+++ Material provided +++

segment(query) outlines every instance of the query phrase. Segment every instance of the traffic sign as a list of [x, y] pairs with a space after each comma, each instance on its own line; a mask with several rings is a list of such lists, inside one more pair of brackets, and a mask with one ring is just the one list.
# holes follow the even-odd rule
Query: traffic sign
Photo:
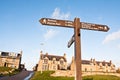
[[42, 18], [39, 20], [39, 22], [43, 25], [50, 25], [50, 26], [63, 26], [63, 27], [74, 27], [73, 21], [67, 21], [67, 20], [57, 20], [57, 19], [50, 19], [50, 18]]
[[109, 27], [107, 25], [81, 22], [81, 29], [107, 32], [109, 30]]
[[72, 38], [69, 40], [68, 42], [68, 48], [70, 48], [70, 46], [73, 44], [73, 42], [75, 42], [75, 35], [72, 36]]

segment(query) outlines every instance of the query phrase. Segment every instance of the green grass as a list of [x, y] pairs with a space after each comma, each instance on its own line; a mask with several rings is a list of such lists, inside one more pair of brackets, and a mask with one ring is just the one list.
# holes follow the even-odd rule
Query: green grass
[[[0, 76], [12, 76], [15, 75], [17, 73], [20, 72], [20, 70], [18, 69], [14, 69], [14, 71], [12, 73], [10, 73], [10, 71], [14, 69], [14, 68], [10, 68], [10, 67], [0, 67]], [[7, 72], [6, 74], [3, 74], [4, 72]]]
[[[54, 71], [44, 71], [35, 72], [34, 76], [31, 80], [74, 80], [74, 77], [52, 77], [50, 74], [54, 73]], [[83, 80], [120, 80], [120, 77], [112, 76], [112, 75], [92, 75], [92, 76], [84, 76]]]

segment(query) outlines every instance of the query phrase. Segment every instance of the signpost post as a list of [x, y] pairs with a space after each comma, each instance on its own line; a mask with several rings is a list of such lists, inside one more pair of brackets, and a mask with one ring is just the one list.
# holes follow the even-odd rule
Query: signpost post
[[74, 35], [72, 36], [72, 38], [68, 42], [68, 48], [72, 45], [73, 42], [75, 42], [76, 80], [82, 80], [81, 33], [80, 33], [80, 29], [107, 32], [109, 30], [109, 27], [107, 25], [80, 22], [79, 18], [75, 18], [74, 22], [73, 21], [67, 21], [67, 20], [50, 19], [50, 18], [42, 18], [39, 21], [42, 25], [74, 28]]

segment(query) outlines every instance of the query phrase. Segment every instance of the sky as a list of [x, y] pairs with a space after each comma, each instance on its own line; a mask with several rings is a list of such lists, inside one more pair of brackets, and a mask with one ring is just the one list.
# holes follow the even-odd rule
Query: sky
[[0, 51], [20, 52], [22, 63], [31, 70], [40, 51], [63, 56], [68, 63], [74, 56], [71, 28], [45, 26], [41, 18], [53, 18], [108, 25], [108, 32], [81, 29], [82, 59], [110, 61], [120, 67], [119, 0], [0, 0]]

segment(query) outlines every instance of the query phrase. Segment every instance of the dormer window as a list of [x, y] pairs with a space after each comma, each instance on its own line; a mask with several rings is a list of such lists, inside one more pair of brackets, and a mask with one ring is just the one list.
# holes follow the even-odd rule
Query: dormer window
[[48, 63], [48, 59], [44, 59], [44, 64], [47, 64]]
[[63, 63], [64, 63], [63, 60], [60, 60], [60, 64], [63, 65]]

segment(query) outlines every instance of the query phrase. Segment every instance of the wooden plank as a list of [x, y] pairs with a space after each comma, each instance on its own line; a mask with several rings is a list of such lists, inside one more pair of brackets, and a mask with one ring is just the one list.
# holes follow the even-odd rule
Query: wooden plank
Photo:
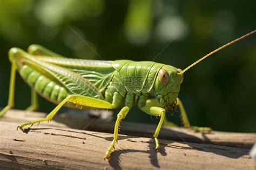
[[[160, 140], [158, 153], [152, 139], [121, 135], [111, 160], [105, 152], [112, 134], [74, 130], [52, 121], [17, 131], [21, 123], [42, 114], [11, 111], [0, 120], [0, 166], [9, 168], [98, 169], [254, 169], [249, 150], [207, 144]], [[29, 117], [28, 117], [29, 115]], [[15, 117], [17, 118], [15, 118]], [[7, 121], [8, 120], [8, 121]]]
[[[112, 133], [114, 126], [114, 121], [111, 121], [112, 113], [102, 110], [97, 113], [96, 114], [96, 113], [92, 112], [92, 115], [99, 118], [92, 121], [92, 114], [89, 112], [81, 114], [79, 111], [59, 114], [55, 120], [72, 128], [84, 129], [86, 127], [85, 129], [90, 131]], [[85, 122], [85, 120], [86, 120]], [[122, 123], [120, 134], [152, 138], [156, 127], [157, 125], [126, 122], [125, 120]], [[159, 138], [177, 141], [212, 144], [247, 149], [251, 148], [256, 142], [255, 133], [213, 131], [210, 134], [205, 134], [195, 133], [193, 130], [184, 128], [164, 126], [161, 129]]]

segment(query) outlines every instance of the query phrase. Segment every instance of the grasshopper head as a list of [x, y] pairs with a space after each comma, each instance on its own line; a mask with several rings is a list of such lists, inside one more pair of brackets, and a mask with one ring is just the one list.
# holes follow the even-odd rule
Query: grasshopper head
[[183, 74], [181, 70], [165, 65], [158, 72], [154, 84], [154, 95], [158, 101], [167, 111], [175, 110]]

+++

Task >> Convert the listing above into a two-column CSV with the headers "request" and "outline", one row per entry. Put the request text and its answer each in a single quoted field, replace line breaks with spaces, and omit the pictures.

Correct response >>
request,outline
"segment(query) outlines every instance of the query phrase. Segment every instance of the traffic sign as a list of [x, y] pairs with a space after each comma, each instance on its own line; a mask with several rings is a list of such lists, inside one more pair of brackets, and a mask with one ring is just the one list. # holes follow the even-odd rule Query: traffic sign Photo:","[[42, 18], [39, 20], [39, 22], [43, 25], [50, 25], [50, 26], [63, 26], [63, 27], [74, 27], [73, 21], [67, 21], [67, 20], [57, 20], [57, 19], [50, 19], [50, 18]] [[109, 27], [107, 25], [81, 22], [81, 29], [107, 32], [109, 30]] [[72, 38], [69, 40], [68, 42], [68, 48], [70, 48], [70, 46], [73, 44], [73, 42], [75, 42], [75, 35], [72, 36]]"
"segment(query) outlines every instance of the query phrase. Segment every instance of the green grass as a list of [x, y] pairs with a space after each comma, each instance on its own line; a mask with several rings is a list of such lists, inside one more pair of brackets, and a mask with one ring is just the one list. # holes follow the even-odd rule Query: green grass","[[[0, 76], [12, 76], [15, 75], [17, 73], [20, 72], [20, 70], [18, 69], [14, 69], [14, 71], [12, 73], [10, 73], [10, 71], [14, 69], [14, 68], [10, 68], [10, 67], [0, 67]], [[7, 72], [6, 74], [3, 74], [4, 72]]] [[[54, 71], [44, 71], [35, 72], [34, 76], [31, 80], [74, 80], [74, 77], [52, 77], [50, 74], [54, 73]], [[83, 80], [120, 80], [120, 77], [112, 76], [112, 75], [92, 75], [92, 76], [84, 76]]]"
"segment(query) outlines every instance of the query phrase. Segment every instance of the signpost post as a list of [x, y] pairs with a space after each comma, each instance on its own line; a mask with several rings is a list of such lists, inside one more pair of brackets, and a mask with one ring is just the one list. # holes follow the even-odd rule Query: signpost post","[[74, 35], [72, 36], [72, 38], [68, 42], [68, 48], [72, 45], [73, 42], [75, 42], [76, 80], [82, 80], [81, 33], [80, 33], [80, 29], [107, 32], [109, 30], [109, 27], [107, 25], [80, 22], [79, 18], [75, 18], [74, 22], [73, 21], [67, 21], [67, 20], [50, 19], [50, 18], [42, 18], [39, 21], [42, 25], [74, 28]]"
"segment(query) outlines every instance of the query phrase. Segment every instance of the sky as a list of [x, y] pairs with a space after each comma, each instance on its own line; a mask with several rings is a list of such lists, inside one more pair of brackets, and a mask with one ring is just the one list. # holes follow the even-odd rule Query: sky","[[0, 51], [20, 52], [22, 63], [31, 70], [40, 51], [63, 56], [68, 63], [74, 56], [71, 28], [45, 26], [41, 18], [53, 18], [108, 25], [108, 32], [81, 29], [82, 59], [110, 61], [120, 67], [119, 0], [0, 0]]"
"segment(query) outlines every instance of the query phrase. Segment every instance of the dormer window as a list of [x, y] pairs with a space after each comma, each instance on its own line; a mask with several rings is a list of such lists, inside one more pair of brackets, and a mask with one ring is just the one list. # holes follow the even-odd rule Query: dormer window","[[48, 63], [48, 59], [44, 59], [44, 64], [47, 64]] [[63, 63], [64, 63], [63, 60], [60, 60], [60, 64], [63, 65]]"
"segment(query) outlines every instance of the query phrase. Segment every instance of the wooden plank as a list of [x, y] pairs with a space after each comma, each instance on its own line; a mask with several rings is a list of such lists, inside one more pair of brackets, and a mask with one ring is just the one list. # holes follow the even-odd rule Query: wooden plank Photo:","[[[160, 140], [158, 153], [152, 139], [121, 135], [111, 160], [105, 152], [112, 134], [74, 130], [52, 121], [17, 131], [21, 123], [42, 114], [11, 111], [0, 120], [0, 166], [9, 168], [98, 169], [254, 169], [249, 150], [207, 144]], [[29, 117], [28, 117], [29, 115]], [[15, 117], [17, 118], [15, 118]], [[7, 121], [8, 120], [8, 121]]] [[[112, 133], [114, 126], [114, 121], [111, 121], [112, 113], [102, 110], [97, 113], [96, 114], [96, 113], [92, 112], [92, 115], [99, 118], [92, 121], [92, 114], [89, 112], [81, 114], [79, 111], [59, 114], [55, 120], [72, 128], [84, 129], [86, 127], [85, 129], [90, 131]], [[85, 122], [85, 120], [86, 120]], [[122, 123], [120, 134], [152, 138], [156, 127], [157, 125], [126, 122], [125, 120]], [[159, 138], [177, 141], [212, 144], [247, 149], [251, 148], [256, 142], [255, 133], [213, 131], [210, 134], [205, 134], [195, 133], [193, 130], [184, 128], [164, 126], [161, 129]]]"
"segment(query) outlines every instance of the query phrase. Segment every instance of the grasshopper head as a list of [x, y] pairs with a space after each comma, each instance on its own line; a mask with several rings is a list of such lists, inside one more pair of brackets, and a mask with one ring is just the one list. # holes follow the even-odd rule Query: grasshopper head","[[183, 74], [181, 70], [165, 65], [158, 72], [154, 84], [154, 95], [158, 101], [167, 111], [175, 110]]"